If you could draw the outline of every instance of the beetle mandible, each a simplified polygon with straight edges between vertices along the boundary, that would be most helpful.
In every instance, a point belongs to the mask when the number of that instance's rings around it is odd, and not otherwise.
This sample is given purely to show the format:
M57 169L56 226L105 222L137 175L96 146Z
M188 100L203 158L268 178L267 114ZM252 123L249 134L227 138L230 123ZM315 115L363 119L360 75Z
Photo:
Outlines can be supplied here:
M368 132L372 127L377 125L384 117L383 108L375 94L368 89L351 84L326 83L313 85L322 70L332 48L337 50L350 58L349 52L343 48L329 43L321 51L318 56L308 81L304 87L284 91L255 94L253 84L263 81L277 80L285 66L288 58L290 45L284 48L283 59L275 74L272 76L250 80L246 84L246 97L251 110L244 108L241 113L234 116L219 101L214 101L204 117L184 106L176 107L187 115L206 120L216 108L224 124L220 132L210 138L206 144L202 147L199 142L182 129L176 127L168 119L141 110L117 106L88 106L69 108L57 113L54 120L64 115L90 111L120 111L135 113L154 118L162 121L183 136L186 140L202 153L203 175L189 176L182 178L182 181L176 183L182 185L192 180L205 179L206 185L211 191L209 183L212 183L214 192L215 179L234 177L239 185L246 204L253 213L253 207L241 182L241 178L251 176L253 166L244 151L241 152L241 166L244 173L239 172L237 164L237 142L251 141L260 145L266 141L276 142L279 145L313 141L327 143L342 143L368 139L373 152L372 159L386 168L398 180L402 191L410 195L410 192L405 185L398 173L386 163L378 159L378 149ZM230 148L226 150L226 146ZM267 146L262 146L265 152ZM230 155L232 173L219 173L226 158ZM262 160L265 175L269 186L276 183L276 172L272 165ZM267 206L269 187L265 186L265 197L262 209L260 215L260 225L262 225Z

Aim –
Copy out the listing again, substituting "wasp mandible" for "beetle mandible" and leaving everything else unchanged.

Task output –
If you could draw the outline of every instance of the wasp mandible, each a simplified polygon with straight edges between vertices along the boundary, that would be most helpful.
In every instance, a point belongs to the mask when the number of that instance's rings around it is odd, and not otherwise.
This sample is given purely to show the format:
M57 169L56 226L105 222L137 175L96 146Z
M188 100L203 158L268 178L267 114ZM252 123L249 134L227 138L230 123ZM315 115L363 119L360 75Z
Photo:
Outlines can be supplied here:
M368 132L372 127L377 125L384 117L383 108L375 94L368 89L351 84L326 83L313 85L322 70L332 48L337 50L350 58L349 52L343 48L329 43L321 51L318 56L308 81L304 87L284 91L255 94L253 84L263 81L277 80L285 66L288 58L290 45L284 48L283 59L275 74L272 76L250 80L246 84L246 97L251 110L244 108L241 113L234 116L219 101L214 101L204 117L184 106L176 107L187 115L206 120L216 108L224 124L220 132L210 138L206 144L202 147L199 142L182 129L176 127L168 119L141 110L117 106L88 106L69 108L57 113L54 120L64 115L90 111L120 111L135 113L154 118L162 121L183 136L186 140L202 153L203 175L189 176L182 178L182 181L176 183L182 185L192 180L205 179L206 185L211 191L209 183L212 183L214 192L215 179L234 177L239 185L246 204L253 213L253 207L241 182L241 178L251 176L253 166L244 151L241 152L241 166L244 173L239 172L237 164L237 142L251 141L260 145L266 141L276 142L279 145L313 141L327 143L342 143L368 139L373 152L372 159L386 168L398 180L402 191L410 195L410 192L405 185L398 173L386 163L378 159L378 149ZM230 148L226 150L226 146ZM267 146L262 146L265 152ZM230 155L232 173L219 173L226 158ZM262 160L265 175L269 186L276 183L276 172L272 165ZM267 206L269 187L265 186L265 197L262 209L260 215L260 225L262 225Z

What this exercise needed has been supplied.